(Stored dataset items)
>>>
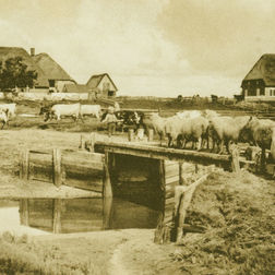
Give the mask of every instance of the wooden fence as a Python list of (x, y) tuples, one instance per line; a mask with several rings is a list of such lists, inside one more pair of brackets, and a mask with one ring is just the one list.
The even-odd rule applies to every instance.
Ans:
[(84, 151), (22, 152), (20, 178), (103, 192), (104, 155)]

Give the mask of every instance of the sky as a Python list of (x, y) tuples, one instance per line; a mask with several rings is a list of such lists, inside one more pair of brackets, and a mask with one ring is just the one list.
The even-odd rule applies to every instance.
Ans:
[(50, 55), (118, 95), (231, 97), (275, 53), (274, 0), (0, 0), (0, 46)]

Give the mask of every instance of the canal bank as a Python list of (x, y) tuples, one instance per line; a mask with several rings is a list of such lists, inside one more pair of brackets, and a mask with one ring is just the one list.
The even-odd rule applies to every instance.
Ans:
[[(16, 175), (20, 151), (77, 148), (80, 134), (44, 130), (1, 131), (1, 194), (75, 195), (60, 187), (24, 186)], [(17, 180), (17, 181), (16, 181)], [(22, 184), (22, 186), (20, 186)], [(22, 187), (22, 188), (21, 188)], [(181, 246), (153, 243), (154, 229), (116, 229), (40, 237), (1, 237), (3, 268), (65, 274), (115, 274), (123, 263), (129, 274), (272, 274), (274, 263), (274, 181), (247, 171), (217, 171), (201, 186), (187, 214), (204, 234), (187, 234)], [(26, 191), (27, 190), (27, 191)], [(85, 191), (86, 192), (86, 191)], [(34, 195), (34, 196), (35, 196)], [(53, 195), (55, 196), (55, 195)], [(81, 195), (80, 195), (81, 196)], [(85, 196), (85, 195), (84, 195)], [(68, 266), (68, 262), (71, 263)], [(38, 263), (38, 265), (36, 265)], [(31, 268), (31, 270), (29, 270)], [(56, 274), (60, 274), (60, 273)], [(9, 274), (9, 273), (8, 273)]]

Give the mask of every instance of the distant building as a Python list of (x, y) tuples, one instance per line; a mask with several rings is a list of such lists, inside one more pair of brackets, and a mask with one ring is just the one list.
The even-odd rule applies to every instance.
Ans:
[(87, 81), (86, 86), (89, 92), (96, 93), (97, 97), (105, 98), (115, 97), (118, 91), (108, 73), (92, 75)]
[[(32, 48), (33, 49), (33, 48)], [(39, 67), (49, 83), (50, 92), (62, 92), (65, 84), (76, 84), (76, 82), (47, 53), (34, 55), (31, 57)]]
[(263, 55), (241, 83), (242, 96), (249, 101), (275, 101), (275, 53)]
[(31, 55), (19, 47), (0, 47), (0, 61), (9, 58), (22, 57), (27, 70), (35, 70), (37, 80), (33, 88), (36, 92), (62, 92), (64, 84), (74, 84), (75, 81), (47, 53), (35, 55), (31, 48)]
[(64, 84), (63, 93), (88, 93), (88, 87), (85, 84)]

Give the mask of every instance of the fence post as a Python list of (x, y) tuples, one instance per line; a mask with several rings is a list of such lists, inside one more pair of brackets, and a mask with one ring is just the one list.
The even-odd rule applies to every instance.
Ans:
[(112, 196), (112, 189), (110, 182), (110, 171), (109, 171), (109, 153), (105, 152), (105, 164), (104, 164), (104, 198)]
[(94, 132), (91, 133), (89, 141), (91, 141), (89, 152), (94, 153), (95, 152), (96, 133), (94, 133)]
[(53, 200), (53, 218), (52, 218), (52, 231), (53, 234), (61, 232), (61, 200)]
[(128, 140), (130, 142), (134, 140), (134, 131), (133, 131), (133, 129), (129, 129), (129, 131), (128, 131)]
[(234, 172), (240, 172), (238, 146), (232, 146), (232, 150), (231, 150), (231, 168)]
[(79, 146), (79, 148), (80, 148), (80, 150), (84, 150), (84, 147), (85, 147), (85, 141), (84, 141), (84, 139), (83, 139), (83, 135), (81, 134), (81, 141), (80, 141), (80, 146)]
[(154, 140), (154, 130), (148, 129), (148, 141), (152, 142)]
[(62, 172), (61, 172), (61, 151), (53, 148), (52, 151), (52, 163), (53, 163), (53, 183), (56, 187), (62, 184)]
[(28, 169), (29, 168), (29, 151), (25, 148), (21, 153), (21, 166), (20, 166), (20, 178), (23, 180), (28, 179)]

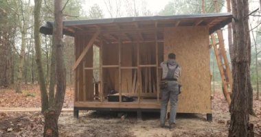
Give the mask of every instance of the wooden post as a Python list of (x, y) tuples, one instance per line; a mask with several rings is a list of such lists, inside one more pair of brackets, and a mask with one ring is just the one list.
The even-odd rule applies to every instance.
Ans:
[(85, 73), (85, 60), (82, 62), (82, 71), (83, 71), (83, 101), (86, 101), (86, 73)]
[(157, 83), (157, 101), (159, 103), (159, 44), (158, 44), (158, 36), (157, 31), (155, 32), (155, 42), (156, 42), (156, 83)]
[(225, 84), (226, 81), (225, 81), (225, 75), (224, 75), (223, 66), (222, 65), (220, 58), (219, 58), (219, 55), (218, 55), (218, 48), (216, 46), (216, 43), (215, 36), (214, 36), (214, 34), (211, 35), (211, 38), (212, 40), (212, 45), (213, 45), (214, 50), (215, 54), (216, 54), (216, 62), (218, 62), (219, 71), (220, 72), (222, 84), (223, 85), (224, 90), (225, 90), (225, 96), (226, 96), (227, 101), (228, 102), (229, 105), (230, 105), (230, 104), (231, 104), (230, 95), (228, 92), (227, 87)]
[(103, 65), (103, 60), (102, 60), (102, 48), (103, 48), (103, 40), (102, 38), (101, 40), (101, 43), (100, 46), (100, 99), (101, 102), (103, 102), (103, 68), (102, 68), (102, 65)]
[(138, 102), (140, 103), (140, 99), (141, 99), (141, 86), (142, 85), (141, 84), (141, 70), (140, 70), (140, 67), (139, 67), (139, 43), (138, 42), (137, 44), (137, 75), (138, 75), (138, 77), (137, 77), (137, 88), (138, 88)]
[(120, 102), (122, 102), (122, 40), (119, 40), (119, 98)]

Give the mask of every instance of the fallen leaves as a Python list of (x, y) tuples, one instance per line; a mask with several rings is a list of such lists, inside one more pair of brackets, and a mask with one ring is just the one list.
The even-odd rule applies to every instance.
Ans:
[[(2, 92), (3, 91), (3, 92)], [(13, 88), (3, 88), (0, 92), (0, 108), (41, 108), (39, 86), (34, 84), (23, 84), (22, 94), (16, 93)], [(63, 108), (73, 107), (73, 88), (67, 86)]]

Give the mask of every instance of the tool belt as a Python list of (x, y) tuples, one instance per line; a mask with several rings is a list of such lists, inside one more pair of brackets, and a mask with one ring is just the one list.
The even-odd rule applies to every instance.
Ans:
[[(175, 79), (176, 80), (172, 80), (172, 81), (177, 81), (177, 79)], [(170, 80), (168, 80), (168, 81), (170, 81)], [(181, 94), (181, 86), (182, 86), (182, 85), (179, 84), (179, 94)], [(168, 81), (161, 80), (161, 84), (160, 84), (160, 88), (161, 90), (166, 89), (168, 88)]]
[(166, 78), (166, 79), (161, 79), (161, 82), (162, 81), (178, 81), (178, 79), (175, 79), (175, 78), (172, 78), (172, 79), (167, 79), (167, 78)]

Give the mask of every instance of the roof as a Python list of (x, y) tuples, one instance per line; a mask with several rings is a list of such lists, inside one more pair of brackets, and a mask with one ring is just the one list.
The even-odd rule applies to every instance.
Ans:
[[(63, 33), (74, 36), (76, 33), (93, 35), (97, 30), (109, 42), (145, 40), (155, 38), (155, 31), (159, 38), (163, 38), (164, 27), (179, 26), (204, 26), (209, 27), (209, 34), (231, 21), (231, 13), (183, 14), (75, 20), (63, 21)], [(40, 32), (52, 34), (54, 22), (47, 21), (40, 28)]]

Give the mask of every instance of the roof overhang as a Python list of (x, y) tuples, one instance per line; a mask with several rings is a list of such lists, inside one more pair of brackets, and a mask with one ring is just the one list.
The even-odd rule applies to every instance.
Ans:
[[(148, 40), (155, 38), (155, 32), (160, 39), (163, 28), (170, 27), (207, 25), (211, 34), (231, 22), (232, 17), (231, 13), (215, 13), (64, 21), (63, 34), (71, 36), (77, 33), (93, 35), (100, 30), (104, 40), (109, 42), (117, 41), (120, 38), (125, 41)], [(54, 22), (46, 22), (40, 32), (52, 34), (53, 27)]]

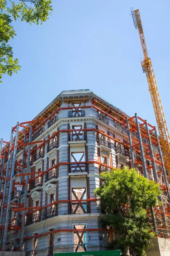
<<<
■ YOUR TASK: Give everything from the line containing "Give the mask of every instance of the roof overhang" down to the end of the items as a two-column CSV with the headers instruction and mask. Use one row per item, put each value in a single quoted field with line breaks replaced by spaces, and leave out the pictures.

■ IN RESPONSE:
instruction,mask
"Give the mask of every instance of the roof overhang as a Python list of (x, y) tuples, one instance per line; a mask with several rings is a list of such lists, inside one more pair of brackets, and a mask with one ring is just the one list. The even-odd rule applies to every instance. Ans:","[[(148, 40), (155, 38), (155, 32), (160, 39), (163, 28), (170, 27), (207, 25), (211, 34), (231, 22), (232, 17), (231, 13), (215, 13), (64, 21), (63, 34), (71, 36), (77, 33), (93, 35), (100, 30), (104, 40), (109, 42), (117, 41), (120, 38), (125, 41)], [(54, 22), (46, 22), (40, 32), (52, 34), (53, 27)]]"